# DOCUMENT PASSAGE
Tuesday, November 23, 2021

Art of Drafting Letters

 


G.C.Pati started preparing the ground, and brought changes in tax administration for smooth transition to VAT. The Empowered Committee had decided to go for VAT in 2003. The government had not notified the VAT cell, but the commissioner posted me to the Cell. I was doing VAT related work. The commissioner instructed me to draft proposals or letters to the government. I did as instructed.

Everybody had his own style of writing. G.C.Pati wanted the proposals, circulars or letters should be brief, preferably within one or two pages, but it should contain all the points he desired. He believed people did not have the patience or much time to read lengthy discourse in a letter. He used to entrust me with a few drafting. I drafted, and with his corrections, those were sent to government or issued for the department officers.

G. Mohan Kumar succeeded G.C.Pati. He saw one letter drafted by me and remarked, “Is this the way the proposals drafted to send to government?”

I asked, “Sir, how should it be written?”

He explained, “First, you write the present provision. Second, you describe the shortcomings or pitfalls of the provision. Third, you give your suggestion or proposal. Fourth, you mention how our proposal addresses the shortcomings. The sentences should be simple and direct; and writing should be lucid and logical.”

I tried to write as he told.  If the draft was good and it satisfied him, he noted on the file ‘good drafting’ or sometimes, ‘very good drafting’. I often got his encomiums.

Dr. Taradatt saw my draft and said, “Are you writing essay? Write in the first paragraph what we want. Who has the patience to read an essay?”

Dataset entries
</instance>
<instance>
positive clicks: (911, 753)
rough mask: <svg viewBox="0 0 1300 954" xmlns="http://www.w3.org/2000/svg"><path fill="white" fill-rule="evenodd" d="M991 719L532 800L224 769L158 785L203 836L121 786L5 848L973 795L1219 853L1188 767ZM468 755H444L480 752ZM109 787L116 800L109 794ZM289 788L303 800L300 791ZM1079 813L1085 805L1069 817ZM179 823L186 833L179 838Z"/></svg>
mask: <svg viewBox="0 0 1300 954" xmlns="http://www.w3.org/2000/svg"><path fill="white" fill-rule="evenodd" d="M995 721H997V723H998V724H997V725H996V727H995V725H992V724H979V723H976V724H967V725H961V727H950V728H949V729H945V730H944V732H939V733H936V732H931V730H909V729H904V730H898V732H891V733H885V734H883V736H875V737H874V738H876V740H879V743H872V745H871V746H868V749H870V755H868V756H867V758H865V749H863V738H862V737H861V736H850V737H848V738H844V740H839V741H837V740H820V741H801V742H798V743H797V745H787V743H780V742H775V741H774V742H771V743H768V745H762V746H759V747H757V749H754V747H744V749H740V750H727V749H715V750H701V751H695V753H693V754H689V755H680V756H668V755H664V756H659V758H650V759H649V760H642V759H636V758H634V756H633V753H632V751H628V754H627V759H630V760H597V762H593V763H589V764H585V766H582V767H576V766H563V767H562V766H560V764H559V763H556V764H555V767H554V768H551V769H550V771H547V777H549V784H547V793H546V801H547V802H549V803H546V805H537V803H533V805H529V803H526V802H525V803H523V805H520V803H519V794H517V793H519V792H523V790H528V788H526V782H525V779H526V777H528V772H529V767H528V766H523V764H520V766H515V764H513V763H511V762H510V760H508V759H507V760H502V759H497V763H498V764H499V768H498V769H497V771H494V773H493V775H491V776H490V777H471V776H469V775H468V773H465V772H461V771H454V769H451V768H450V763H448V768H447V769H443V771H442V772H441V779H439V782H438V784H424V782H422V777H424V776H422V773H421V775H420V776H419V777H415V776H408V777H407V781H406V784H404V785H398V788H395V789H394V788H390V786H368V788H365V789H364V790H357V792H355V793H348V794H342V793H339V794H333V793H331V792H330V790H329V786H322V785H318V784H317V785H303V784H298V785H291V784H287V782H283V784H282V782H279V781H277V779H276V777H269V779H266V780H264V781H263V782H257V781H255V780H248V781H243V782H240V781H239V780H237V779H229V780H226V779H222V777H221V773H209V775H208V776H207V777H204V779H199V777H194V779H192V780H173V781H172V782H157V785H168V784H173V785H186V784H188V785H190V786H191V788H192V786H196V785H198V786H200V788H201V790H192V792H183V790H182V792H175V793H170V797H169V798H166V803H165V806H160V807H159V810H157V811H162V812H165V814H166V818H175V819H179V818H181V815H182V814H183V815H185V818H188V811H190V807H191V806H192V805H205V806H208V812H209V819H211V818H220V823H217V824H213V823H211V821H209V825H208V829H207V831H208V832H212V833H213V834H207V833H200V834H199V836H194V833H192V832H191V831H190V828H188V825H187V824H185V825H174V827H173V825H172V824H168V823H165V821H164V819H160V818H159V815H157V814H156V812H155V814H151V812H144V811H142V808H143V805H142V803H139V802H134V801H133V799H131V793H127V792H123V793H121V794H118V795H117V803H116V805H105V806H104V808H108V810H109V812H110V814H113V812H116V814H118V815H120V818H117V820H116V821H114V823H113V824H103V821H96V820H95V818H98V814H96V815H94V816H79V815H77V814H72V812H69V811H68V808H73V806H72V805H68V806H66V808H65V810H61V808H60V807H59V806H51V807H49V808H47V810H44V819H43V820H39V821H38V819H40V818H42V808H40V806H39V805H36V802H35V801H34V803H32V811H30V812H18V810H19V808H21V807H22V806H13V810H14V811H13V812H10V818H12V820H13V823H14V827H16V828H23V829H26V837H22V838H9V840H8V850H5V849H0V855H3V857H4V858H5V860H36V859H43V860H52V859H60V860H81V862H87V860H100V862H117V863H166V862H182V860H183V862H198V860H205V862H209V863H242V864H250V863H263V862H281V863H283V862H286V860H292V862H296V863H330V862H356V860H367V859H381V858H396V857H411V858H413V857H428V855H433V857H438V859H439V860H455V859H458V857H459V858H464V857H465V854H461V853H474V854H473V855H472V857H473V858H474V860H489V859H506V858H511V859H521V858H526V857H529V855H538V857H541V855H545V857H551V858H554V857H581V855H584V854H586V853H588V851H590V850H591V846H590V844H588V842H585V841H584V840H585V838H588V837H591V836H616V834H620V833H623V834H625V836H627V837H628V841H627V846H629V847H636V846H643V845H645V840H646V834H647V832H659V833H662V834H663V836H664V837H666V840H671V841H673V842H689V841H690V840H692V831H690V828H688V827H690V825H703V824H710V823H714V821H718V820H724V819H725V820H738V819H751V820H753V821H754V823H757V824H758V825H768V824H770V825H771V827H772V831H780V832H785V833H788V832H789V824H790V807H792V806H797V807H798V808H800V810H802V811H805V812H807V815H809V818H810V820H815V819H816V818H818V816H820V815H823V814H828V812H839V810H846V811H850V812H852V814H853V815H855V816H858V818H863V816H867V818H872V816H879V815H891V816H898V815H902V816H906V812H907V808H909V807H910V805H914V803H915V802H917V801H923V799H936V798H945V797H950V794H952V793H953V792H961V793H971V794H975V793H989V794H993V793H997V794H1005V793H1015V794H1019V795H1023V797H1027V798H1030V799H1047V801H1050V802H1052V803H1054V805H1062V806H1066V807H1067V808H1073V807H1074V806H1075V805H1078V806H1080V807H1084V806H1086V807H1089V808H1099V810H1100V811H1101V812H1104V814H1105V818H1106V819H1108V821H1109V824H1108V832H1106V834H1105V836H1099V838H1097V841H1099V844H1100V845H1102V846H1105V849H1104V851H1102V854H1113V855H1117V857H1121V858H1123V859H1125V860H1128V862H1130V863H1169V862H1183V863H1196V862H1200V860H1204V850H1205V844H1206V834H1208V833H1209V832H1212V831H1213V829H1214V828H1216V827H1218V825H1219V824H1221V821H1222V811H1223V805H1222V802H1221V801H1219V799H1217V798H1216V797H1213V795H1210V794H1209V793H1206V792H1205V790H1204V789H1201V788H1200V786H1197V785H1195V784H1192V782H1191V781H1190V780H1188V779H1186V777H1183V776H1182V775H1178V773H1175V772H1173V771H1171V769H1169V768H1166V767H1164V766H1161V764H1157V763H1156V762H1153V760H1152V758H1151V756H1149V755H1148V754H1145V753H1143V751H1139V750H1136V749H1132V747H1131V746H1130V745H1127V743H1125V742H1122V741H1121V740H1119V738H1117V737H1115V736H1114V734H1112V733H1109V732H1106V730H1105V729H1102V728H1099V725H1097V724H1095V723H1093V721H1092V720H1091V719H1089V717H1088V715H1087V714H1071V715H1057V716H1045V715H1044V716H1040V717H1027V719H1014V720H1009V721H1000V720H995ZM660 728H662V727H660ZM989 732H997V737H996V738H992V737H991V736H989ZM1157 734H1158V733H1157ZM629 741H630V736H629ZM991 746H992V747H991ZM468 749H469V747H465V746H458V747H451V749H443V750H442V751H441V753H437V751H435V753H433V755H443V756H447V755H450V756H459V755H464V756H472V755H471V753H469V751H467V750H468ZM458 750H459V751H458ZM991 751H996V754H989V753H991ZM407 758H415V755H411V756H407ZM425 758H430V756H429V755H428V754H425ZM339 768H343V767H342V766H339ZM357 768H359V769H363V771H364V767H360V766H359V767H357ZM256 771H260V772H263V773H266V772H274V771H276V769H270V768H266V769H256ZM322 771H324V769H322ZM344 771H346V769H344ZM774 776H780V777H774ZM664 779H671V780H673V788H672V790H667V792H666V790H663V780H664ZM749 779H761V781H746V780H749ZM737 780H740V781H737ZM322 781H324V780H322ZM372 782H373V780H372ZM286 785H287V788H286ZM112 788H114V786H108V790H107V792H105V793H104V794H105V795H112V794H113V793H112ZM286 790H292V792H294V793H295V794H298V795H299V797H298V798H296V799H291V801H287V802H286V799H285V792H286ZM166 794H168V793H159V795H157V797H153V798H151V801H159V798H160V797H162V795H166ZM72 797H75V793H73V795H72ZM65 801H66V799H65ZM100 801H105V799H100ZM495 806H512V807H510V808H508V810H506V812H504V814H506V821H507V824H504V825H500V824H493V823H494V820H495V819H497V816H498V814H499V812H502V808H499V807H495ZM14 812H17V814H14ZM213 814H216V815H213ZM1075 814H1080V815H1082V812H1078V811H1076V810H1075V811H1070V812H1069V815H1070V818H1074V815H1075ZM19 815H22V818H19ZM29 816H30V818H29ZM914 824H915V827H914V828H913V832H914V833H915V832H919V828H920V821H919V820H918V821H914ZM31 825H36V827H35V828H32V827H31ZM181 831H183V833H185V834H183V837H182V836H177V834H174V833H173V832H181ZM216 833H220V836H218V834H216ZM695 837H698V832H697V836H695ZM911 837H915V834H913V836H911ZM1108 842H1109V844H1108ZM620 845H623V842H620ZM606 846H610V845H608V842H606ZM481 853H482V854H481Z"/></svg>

# PROBLEM SET
a – Return, word for word, the part of the passage on drafting letters that begins at the words "G.C.Pati started preparing" and stops after "did as instructed.".
b – In the passage on drafting letters, what did G. Mohan Kumar say should be written first in a proposal?
These lines stand apart from the passage on drafting letters.

# TASK RESPONSES
a –
G.C.Pati started preparing the ground, and brought changes in tax administration for smooth transition to VAT. The Empowered Committee had decided to go for VAT in 2003. The government had not notified the VAT cell, but the commissioner posted me to the Cell. I was doing VAT related work. The commissioner instructed me to draft proposals or letters to the government. I did as instructed.

b – The present provision.